Written problem>
Can you change "pin one point per instance" to "place one point on each instance" everywhere in the records below and give them back with nothing else altered?

Exercise data>
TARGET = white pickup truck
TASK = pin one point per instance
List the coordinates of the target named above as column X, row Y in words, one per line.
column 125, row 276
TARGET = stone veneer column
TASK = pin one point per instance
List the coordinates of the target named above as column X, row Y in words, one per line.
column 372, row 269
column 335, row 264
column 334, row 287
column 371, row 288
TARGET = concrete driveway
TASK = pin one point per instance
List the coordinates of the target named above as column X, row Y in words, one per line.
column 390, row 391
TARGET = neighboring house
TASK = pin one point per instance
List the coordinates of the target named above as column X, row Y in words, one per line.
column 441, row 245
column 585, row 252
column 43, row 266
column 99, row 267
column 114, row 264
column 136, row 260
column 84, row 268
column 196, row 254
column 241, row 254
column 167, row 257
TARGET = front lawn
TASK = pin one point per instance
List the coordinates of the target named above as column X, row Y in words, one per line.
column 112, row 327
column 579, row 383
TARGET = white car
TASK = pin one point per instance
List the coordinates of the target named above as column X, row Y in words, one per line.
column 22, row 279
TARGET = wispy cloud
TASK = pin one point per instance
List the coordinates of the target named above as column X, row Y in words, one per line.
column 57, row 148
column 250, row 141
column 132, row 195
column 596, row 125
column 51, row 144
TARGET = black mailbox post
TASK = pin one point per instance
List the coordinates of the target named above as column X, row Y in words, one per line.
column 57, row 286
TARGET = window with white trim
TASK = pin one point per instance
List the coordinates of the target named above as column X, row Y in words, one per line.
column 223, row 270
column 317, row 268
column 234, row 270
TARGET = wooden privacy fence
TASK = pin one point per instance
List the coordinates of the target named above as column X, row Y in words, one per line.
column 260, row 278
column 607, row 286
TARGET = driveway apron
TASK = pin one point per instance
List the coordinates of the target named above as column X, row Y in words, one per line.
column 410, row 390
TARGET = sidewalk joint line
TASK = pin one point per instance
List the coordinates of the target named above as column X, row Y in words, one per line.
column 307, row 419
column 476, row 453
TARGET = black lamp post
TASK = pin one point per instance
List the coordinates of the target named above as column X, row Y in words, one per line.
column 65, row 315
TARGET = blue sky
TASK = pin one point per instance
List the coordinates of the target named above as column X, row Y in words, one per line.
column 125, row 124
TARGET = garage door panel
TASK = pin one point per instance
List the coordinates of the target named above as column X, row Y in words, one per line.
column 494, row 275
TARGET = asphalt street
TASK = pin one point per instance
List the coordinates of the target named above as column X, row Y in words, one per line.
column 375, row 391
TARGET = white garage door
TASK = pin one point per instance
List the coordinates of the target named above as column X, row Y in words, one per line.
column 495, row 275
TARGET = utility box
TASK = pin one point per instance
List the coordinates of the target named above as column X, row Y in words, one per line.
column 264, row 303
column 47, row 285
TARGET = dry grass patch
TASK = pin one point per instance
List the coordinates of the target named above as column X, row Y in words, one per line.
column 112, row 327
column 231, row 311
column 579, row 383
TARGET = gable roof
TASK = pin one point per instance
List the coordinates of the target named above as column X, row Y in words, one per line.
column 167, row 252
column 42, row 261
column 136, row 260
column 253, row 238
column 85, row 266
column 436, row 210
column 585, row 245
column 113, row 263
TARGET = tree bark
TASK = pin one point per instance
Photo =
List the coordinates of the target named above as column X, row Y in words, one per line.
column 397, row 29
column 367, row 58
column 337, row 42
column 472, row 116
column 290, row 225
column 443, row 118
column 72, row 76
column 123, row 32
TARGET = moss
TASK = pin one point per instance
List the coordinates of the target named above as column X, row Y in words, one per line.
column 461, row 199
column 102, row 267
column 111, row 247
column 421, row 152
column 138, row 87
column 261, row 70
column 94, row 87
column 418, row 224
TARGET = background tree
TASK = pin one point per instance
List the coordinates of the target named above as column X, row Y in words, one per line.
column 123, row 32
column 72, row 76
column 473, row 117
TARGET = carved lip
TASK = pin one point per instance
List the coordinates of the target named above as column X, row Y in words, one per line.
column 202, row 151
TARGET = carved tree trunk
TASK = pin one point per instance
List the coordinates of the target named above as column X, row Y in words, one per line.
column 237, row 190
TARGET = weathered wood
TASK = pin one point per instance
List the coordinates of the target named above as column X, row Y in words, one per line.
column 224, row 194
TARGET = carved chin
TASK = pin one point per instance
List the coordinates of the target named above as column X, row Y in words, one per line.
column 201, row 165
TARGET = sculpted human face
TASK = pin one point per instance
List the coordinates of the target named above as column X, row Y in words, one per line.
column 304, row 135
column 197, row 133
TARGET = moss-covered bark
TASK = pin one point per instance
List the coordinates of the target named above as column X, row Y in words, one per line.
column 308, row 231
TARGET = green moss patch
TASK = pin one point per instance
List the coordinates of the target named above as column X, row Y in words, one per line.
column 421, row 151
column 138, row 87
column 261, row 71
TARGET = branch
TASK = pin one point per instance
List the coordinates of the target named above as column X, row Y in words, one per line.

Reply>
TARGET = white pickup truck
TASK = place one point on each instance
List the coordinates of the target named above as column X, row Y in words, one per line.
column 125, row 276
TARGET = stone veneer column
TASK = place one point on each instance
List the coordinates of the target named above as column X, row Y in words, one per line.
column 372, row 269
column 335, row 264
column 334, row 287
column 371, row 288
TARGET = concrete driveway
TASK = place one point on each instance
List the coordinates of the target named above as column X, row Y in words, one per line.
column 390, row 391
TARGET = neighboring house
TASK = place one point on each instance
List the coordinates of the target named above as column X, row Y in words, one per line.
column 441, row 245
column 585, row 252
column 43, row 266
column 99, row 267
column 114, row 264
column 136, row 260
column 84, row 268
column 196, row 254
column 241, row 254
column 167, row 257
TARGET = front lawn
TASK = place one point on each instance
List the coordinates of the target named above as column X, row Y in words, one per line.
column 112, row 327
column 579, row 383
TARGET = white car
TASK = place one point on each instance
List the coordinates of the target named above as column X, row Y in words, one per line.
column 22, row 279
TARGET = wispy cloud
TASK = place one point on each instance
List the coordinates of the target named above as column X, row Y in words, one per line.
column 57, row 148
column 250, row 141
column 132, row 195
column 596, row 125
column 51, row 144
TARGET = black mailbox post
TASK = place one point on each instance
List the coordinates of the target named above as column X, row Y in words, one per line.
column 57, row 286
TARGET = window with white trim
TASK = place one point on each instance
List the coordinates of the target named above as column X, row Y in words, one per line.
column 223, row 270
column 317, row 268
column 234, row 270
TARGET = wooden privacy fence
TASK = place one point on each instance
List the coordinates of the target named above as column X, row Y in words, one per line.
column 260, row 278
column 607, row 286
TARGET = driveway apron
TASK = place one point on each instance
List the coordinates of the target named above as column X, row Y in words, one per line.
column 410, row 390
TARGET = sidewalk joint line
TASK = place one point on each instance
List the coordinates of the target named above as column X, row Y in words, one per line.
column 307, row 419
column 476, row 453
TARGET = black lamp post
TASK = place one point on each instance
List the coordinates of the target named above as column X, row Y in words, one per line.
column 65, row 315
TARGET = blue sky
TASK = place one point on each instance
List the coordinates of the target named above as column X, row Y in words, one per line.
column 125, row 124
TARGET = garage door panel
TASK = place one point on each instance
List the coordinates of the target named above as column X, row Y in words, one per line.
column 494, row 275
TARGET = asphalt street
TASK = place one point on each instance
List the coordinates of the target named above as column X, row Y in words, one per line.
column 375, row 391
TARGET = white garage door
TASK = place one point on each instance
List the coordinates of the target named above as column X, row Y in words, one per line.
column 495, row 275
TARGET = utility box
TASK = place one point on each instance
List the coordinates of the target named above as column X, row Y in words, one per line.
column 264, row 303
column 47, row 285
TARGET = dry grass patch
TASK = place one point on each instance
List the coordinates of the target named above as column X, row Y in words, one per line.
column 112, row 327
column 231, row 311
column 579, row 383
TARGET = gable roof
TASK = place one point on each instance
List the coordinates of the target named above as column X, row Y in words, one per line.
column 167, row 252
column 42, row 261
column 136, row 260
column 253, row 238
column 85, row 266
column 436, row 210
column 585, row 245
column 113, row 263
TARGET = tree bark
TASK = place one point on each instance
Photo =
List the coordinates of the target named above as column X, row Y in words, one per line.
column 397, row 29
column 367, row 58
column 337, row 42
column 472, row 116
column 290, row 225
column 443, row 118
column 72, row 76
column 123, row 32
TARGET = moss
TASK = place one point on each instance
List the coordinates of the target named above as column X, row Y in words, one per line.
column 461, row 199
column 102, row 267
column 111, row 247
column 421, row 152
column 138, row 87
column 261, row 70
column 94, row 87
column 418, row 224
TARGET = background tree
TASK = place one point on each instance
List the coordinates of the target named above as column X, row Y in words, one per line.
column 123, row 32
column 72, row 76
column 473, row 117
TARGET = carved lip
TASK = place one point on each instance
List the coordinates of the target named above as column X, row Y in words, one per line.
column 202, row 151
TARGET = carved tree trunk
TASK = place one point on each instance
List the coordinates of the target named above as column X, row Y in words, one per line.
column 237, row 190
TARGET = weathered wood
TASK = place one point on each instance
List the coordinates of the target named above as column X, row Y in words, one per line.
column 224, row 194
TARGET = carved chin
TASK = place one point on each instance
List the coordinates of the target named above as column X, row Y in words, one per line.
column 201, row 165
TARGET = sculpted human face
TASK = place one point on each instance
List the coordinates of the target named above as column X, row Y in words, one per line.
column 304, row 135
column 197, row 133
TARGET = moss-covered bark
TASK = place one point on each instance
List the coordinates of the target named above as column X, row Y in words, one per line.
column 308, row 231
TARGET = green moss patch
TASK = place one point on each instance
List the coordinates of the target named above as column X, row Y in words, one per line.
column 421, row 151
column 138, row 87
column 261, row 71
TARGET = branch
TASK = place one point on each instance
List the coordinates of the target named above as column X, row Y in words, one per line.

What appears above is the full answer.